* Do this
Quote the whole listing verbatim.

(Excerpts of location labeling data)
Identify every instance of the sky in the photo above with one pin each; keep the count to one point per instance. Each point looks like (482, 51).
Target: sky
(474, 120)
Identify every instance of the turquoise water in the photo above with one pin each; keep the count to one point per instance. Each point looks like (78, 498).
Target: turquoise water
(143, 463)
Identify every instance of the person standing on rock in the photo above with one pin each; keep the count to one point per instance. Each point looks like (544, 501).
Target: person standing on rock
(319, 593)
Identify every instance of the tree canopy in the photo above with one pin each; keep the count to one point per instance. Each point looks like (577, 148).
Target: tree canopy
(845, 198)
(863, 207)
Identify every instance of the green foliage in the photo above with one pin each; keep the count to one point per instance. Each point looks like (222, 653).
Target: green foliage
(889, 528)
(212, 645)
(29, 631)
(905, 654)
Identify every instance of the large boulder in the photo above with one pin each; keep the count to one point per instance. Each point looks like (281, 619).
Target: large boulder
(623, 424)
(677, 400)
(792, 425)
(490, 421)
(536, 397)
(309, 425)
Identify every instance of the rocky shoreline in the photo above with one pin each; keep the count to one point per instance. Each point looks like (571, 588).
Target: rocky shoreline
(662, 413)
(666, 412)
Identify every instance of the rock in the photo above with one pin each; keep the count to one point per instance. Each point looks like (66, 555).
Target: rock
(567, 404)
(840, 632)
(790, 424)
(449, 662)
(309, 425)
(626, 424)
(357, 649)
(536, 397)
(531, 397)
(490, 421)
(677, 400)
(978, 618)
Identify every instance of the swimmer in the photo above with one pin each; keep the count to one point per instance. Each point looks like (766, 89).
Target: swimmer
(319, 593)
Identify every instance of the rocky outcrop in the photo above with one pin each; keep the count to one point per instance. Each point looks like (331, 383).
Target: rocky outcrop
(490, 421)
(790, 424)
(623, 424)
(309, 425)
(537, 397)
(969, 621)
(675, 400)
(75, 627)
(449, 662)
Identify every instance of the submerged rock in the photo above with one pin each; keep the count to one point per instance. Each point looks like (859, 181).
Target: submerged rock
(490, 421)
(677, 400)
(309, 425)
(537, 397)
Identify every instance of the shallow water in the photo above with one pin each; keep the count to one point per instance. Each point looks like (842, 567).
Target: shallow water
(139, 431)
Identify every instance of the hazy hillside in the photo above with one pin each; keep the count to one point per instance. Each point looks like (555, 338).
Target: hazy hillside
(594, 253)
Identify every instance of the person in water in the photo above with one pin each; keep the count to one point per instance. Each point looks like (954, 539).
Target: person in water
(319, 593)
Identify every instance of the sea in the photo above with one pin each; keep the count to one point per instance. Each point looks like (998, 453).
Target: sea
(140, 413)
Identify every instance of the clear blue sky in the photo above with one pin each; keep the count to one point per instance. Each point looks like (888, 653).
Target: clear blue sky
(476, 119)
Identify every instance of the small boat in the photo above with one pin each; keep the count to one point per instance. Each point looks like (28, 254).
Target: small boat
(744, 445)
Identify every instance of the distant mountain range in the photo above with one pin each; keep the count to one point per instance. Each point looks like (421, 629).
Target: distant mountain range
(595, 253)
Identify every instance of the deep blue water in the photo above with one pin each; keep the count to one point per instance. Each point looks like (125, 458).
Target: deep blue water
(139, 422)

* Finished task
Identify every instance of the sky in the photo above with one pin each; keep the count to one point per instance. Each point looks like (482, 51).
Target: sky
(474, 120)
Identify every instance of the turquoise water in the photo above with one pin each; keep the count to one point per instance. Each point looks like (78, 498).
Target: turquoise water
(143, 463)
Identify every instance of the person standing on rock in the photo above with one pin each; keep the count to one point per instance. Each point looks like (544, 501).
Target: person standing on rock
(319, 593)
Identify every instance of the tree canopy in the photo above with one pin each; keep the count to one point per instance. Each point looks like (577, 148).
Target: tree canopy
(845, 198)
(863, 207)
Identify every instance of the green foliage in the photo above with one pin each; keep the count to one point per instance. Each point looks like (222, 653).
Target: green foliage
(889, 528)
(212, 645)
(29, 631)
(905, 654)
Identify every instance of the large boulder in the photo above with one pin each; keep the count to one point per instance. Each point looks like (281, 619).
Target: large boulder
(623, 424)
(677, 400)
(792, 425)
(490, 421)
(536, 397)
(309, 425)
Identify every instance of the rocky shoreline in the photo above with one pin each; keep the count to one point per instance. Each point looks like (571, 588).
Target: rocky shoreline
(662, 413)
(666, 412)
Identify every instance of the rock in the photo above with one pin each; keep the count to one point per instance. Each point looks like (66, 555).
Target: rock
(567, 404)
(840, 632)
(790, 424)
(449, 662)
(309, 425)
(626, 424)
(357, 649)
(536, 397)
(531, 397)
(490, 421)
(677, 400)
(978, 618)
Identify every instance of the swimmer in the photo above with one pin each; keep the count to one point per instance. Each point looks like (766, 89).
Target: swimmer
(319, 593)
Identify every instance of the rocky outcrop in the photo above with one pin each; keep the count to one point per instance. Each point looks like (331, 383).
Target: rocky outcrop
(490, 421)
(790, 424)
(623, 424)
(309, 425)
(537, 397)
(969, 621)
(675, 400)
(75, 627)
(449, 662)
Identify every instance of the submerged rock in the photo above with one pin each; keep the count to one point per instance. Each point looks like (859, 181).
Target: submerged rock
(490, 421)
(677, 400)
(309, 425)
(537, 397)
Identify every instance of the shallow water in the photo above with one pin each; keep the count to one point per instance. Each point looks like (842, 567).
Target: shallow water
(139, 431)
Identify every instance of the hazy hillside in the photo above with one pin each; keep the count to one point per instance. Each point looks like (555, 338).
Target: hazy hillside
(594, 253)
Identify every instance of the person in water in the photo above with one pin each; keep the count to one point per instance. Each point looks like (954, 539).
Target: person in water
(319, 593)
Identify every instance of the sea in the photo above with one pin each; keep the count to one point per instance. Each point looks like (998, 453).
Target: sea
(140, 413)
Identify every instance of the clear blue sky in the photo above with one pin each; keep the count to one point per instance. Each point looks like (888, 653).
Target: clear blue sky
(476, 119)
Identify every instance of the small boat in the photo above with one pin each; keep the count to one point per instance. Each point looks like (28, 254).
Target: small boat
(744, 445)
Identify every instance of the distant mountain range in the photo above with one pin each; keep the count to one point per instance. Each point looks like (421, 629).
Target: distant mountain range
(595, 253)
Identify every instance of the deep blue water in the photo above with one pin each; keep the count to one point per instance. Each point looks like (125, 458).
Target: deep blue water
(139, 422)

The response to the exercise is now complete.